# What the exercise asks
When you retype the data, keep every line exactly as it appears.
══════
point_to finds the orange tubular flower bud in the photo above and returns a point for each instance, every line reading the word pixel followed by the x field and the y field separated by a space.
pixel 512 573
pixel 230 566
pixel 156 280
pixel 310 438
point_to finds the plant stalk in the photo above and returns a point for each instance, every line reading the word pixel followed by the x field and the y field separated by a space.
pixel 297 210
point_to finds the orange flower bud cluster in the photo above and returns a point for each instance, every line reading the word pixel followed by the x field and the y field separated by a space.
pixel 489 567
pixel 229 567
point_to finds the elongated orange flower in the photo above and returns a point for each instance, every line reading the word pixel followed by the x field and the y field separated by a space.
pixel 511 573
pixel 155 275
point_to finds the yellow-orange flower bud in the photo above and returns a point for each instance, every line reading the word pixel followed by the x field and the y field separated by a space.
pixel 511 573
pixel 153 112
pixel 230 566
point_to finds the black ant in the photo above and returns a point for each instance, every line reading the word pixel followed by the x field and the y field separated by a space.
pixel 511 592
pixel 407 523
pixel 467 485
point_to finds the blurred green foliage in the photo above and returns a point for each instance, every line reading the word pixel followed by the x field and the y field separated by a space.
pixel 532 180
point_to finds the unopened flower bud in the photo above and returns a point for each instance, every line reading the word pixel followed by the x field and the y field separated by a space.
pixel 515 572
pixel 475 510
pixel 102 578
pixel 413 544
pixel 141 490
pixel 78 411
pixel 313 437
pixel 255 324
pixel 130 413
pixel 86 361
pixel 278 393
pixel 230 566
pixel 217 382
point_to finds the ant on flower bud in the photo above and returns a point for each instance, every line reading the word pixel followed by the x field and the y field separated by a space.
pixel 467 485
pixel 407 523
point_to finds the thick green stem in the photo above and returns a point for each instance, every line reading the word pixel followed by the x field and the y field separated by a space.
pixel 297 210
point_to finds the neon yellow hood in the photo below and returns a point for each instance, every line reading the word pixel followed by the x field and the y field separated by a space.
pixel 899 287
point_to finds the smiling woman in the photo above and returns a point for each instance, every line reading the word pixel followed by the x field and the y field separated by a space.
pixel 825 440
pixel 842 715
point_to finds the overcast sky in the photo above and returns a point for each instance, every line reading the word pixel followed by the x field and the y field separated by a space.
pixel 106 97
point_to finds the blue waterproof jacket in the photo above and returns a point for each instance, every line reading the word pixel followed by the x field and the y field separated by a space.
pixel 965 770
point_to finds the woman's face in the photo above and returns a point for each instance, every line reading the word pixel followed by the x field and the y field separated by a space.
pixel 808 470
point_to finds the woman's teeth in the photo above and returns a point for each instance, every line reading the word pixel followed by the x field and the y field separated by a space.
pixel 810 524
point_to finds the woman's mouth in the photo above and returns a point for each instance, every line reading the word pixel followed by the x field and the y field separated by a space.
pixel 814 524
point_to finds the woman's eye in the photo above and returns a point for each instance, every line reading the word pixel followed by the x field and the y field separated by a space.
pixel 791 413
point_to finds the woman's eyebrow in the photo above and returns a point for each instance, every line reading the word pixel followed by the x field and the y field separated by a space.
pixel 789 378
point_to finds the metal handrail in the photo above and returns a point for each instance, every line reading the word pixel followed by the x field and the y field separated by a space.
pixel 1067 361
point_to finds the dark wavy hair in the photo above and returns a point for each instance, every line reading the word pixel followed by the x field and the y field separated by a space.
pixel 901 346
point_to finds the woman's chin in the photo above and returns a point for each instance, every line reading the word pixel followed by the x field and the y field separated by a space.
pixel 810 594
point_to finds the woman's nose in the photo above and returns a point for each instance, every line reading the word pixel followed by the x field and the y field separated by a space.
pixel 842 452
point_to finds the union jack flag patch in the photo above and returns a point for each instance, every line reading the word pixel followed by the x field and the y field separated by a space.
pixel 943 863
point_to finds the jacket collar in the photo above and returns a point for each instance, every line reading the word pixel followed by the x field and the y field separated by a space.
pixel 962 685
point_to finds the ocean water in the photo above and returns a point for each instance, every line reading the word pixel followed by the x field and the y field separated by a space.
══════
# Answer below
point_to finds the orange tubular flower bud in the photo above and returns a point for each instance, every line reading the word pixel followed by the x field and the y field separated by a space.
pixel 512 573
pixel 230 566
pixel 156 280
pixel 310 438
point_to finds the plant stalk in the photo above and returns a point for each instance, every line reading the word pixel followed by the x field and the y field separated by a space.
pixel 297 210
point_to finds the orange flower bud cluster in the photo above and returns a point for each instance, every line reading the word pixel followed by the x field and the y field separated by a space.
pixel 489 567
pixel 229 567
point_to finds the elongated orange flower in the photo above and returns a point for each instance, every line reading the word pixel followed by the x field and the y field separated by a space.
pixel 511 573
pixel 155 275
point_to finds the yellow-orange flower bud in the photo above and returns a point for each instance, every line reading the word pixel followed by the x field and the y field separated by a space.
pixel 511 573
pixel 153 112
pixel 230 566
point_to finds the black ant in the photo above and returns a point for each instance, every line reading the word pixel followed by the x field and the y field separated by a space.
pixel 511 592
pixel 407 523
pixel 467 485
point_to finds the blurred green foliage in the photo above and returns a point for each instance, every line reading the word pixel followed by the x field and the y field separated by a space.
pixel 532 180
point_to finds the unopened flower bud in the photo above and returns a point for each instance, every line reading the word pixel followed by the x field and the y field separated by a space.
pixel 515 572
pixel 475 510
pixel 102 578
pixel 413 544
pixel 141 490
pixel 78 411
pixel 313 437
pixel 255 324
pixel 130 413
pixel 86 361
pixel 278 393
pixel 230 566
pixel 217 382
point_to finds the ant on flower bud in the photo above and returns a point for each instance, every line reading the word pixel followed by the x field and the y field separated by a space.
pixel 467 485
pixel 407 523
point_to finds the thick green stem in the photo above and returns a point for each instance, every line reading the word pixel followed by the x field and the y field separated by a space.
pixel 297 210
point_to finds the neon yellow hood in the photo below and returns a point for each instance, every line reading the word pixel followed by the x field and the y field separated by a space.
pixel 899 287
point_to finds the smiling woman in the photo above and returns a point for each instance, every line reading the word pixel followed by the x field and the y field separated by a space.
pixel 825 440
pixel 842 715
point_to finds the overcast sky in the photo above and returns a point for each instance, every line reading the word pixel followed by the x field and the y field separated by a space.
pixel 106 97
point_to finds the blue waterproof jacket in the photo above and returns a point for each instance, every line reading the word pixel followed by the x field and the y field separated by a space.
pixel 965 770
point_to finds the woman's face in the photo above and returns a point for each instance, every line reading the word pixel followed by the x field and the y field separated by a space.
pixel 808 470
point_to finds the woman's teeth in the photo above and returns a point for each instance, every line reading the word pixel followed by the x field and the y field separated by a space.
pixel 810 524
point_to finds the woman's mouth in the photo above and returns a point for each instance, every line reading the word pixel followed by the x field and the y field separated by a space.
pixel 814 524
point_to finds the woman's eye in the photo above and returns a point for each instance, every line reading the word pixel followed by the x field and the y field separated by a space.
pixel 791 413
point_to finds the woman's eyebrow in the photo above and returns a point for each instance, every line reading the word pixel followed by the x field and the y field separated by a space.
pixel 789 378
point_to finds the metal handrail in the photo above and returns a point for each instance, every line reading the word pixel followed by the x field and the y field separated by a space.
pixel 1067 361
point_to finds the dark wavy hair in the photo above and returns a point for each instance, every line reading the word pixel followed by the x field and the y field separated by a space.
pixel 901 346
point_to finds the woman's chin in the photo above and returns a point for each instance, every line reading the word pixel followed by the x field and the y field separated by a space.
pixel 810 594
point_to finds the woman's nose in the photo above and returns a point for each instance, every line reading the word pixel followed by the x field and the y field separated by a space.
pixel 842 452
point_to finds the union jack flag patch in the photo above and returns a point for each instance, every line reading the word pixel followed by the x field and the y field separated by a space.
pixel 943 863
point_to finds the jacket collar in the photo above and returns a point for each instance, every line reading the word pixel followed by the x field and the y field separated by a space.
pixel 962 685
point_to finds the ocean water in the photo above and returns a point for each instance, every line reading the word pixel followed by the x field and the y field separated by a space.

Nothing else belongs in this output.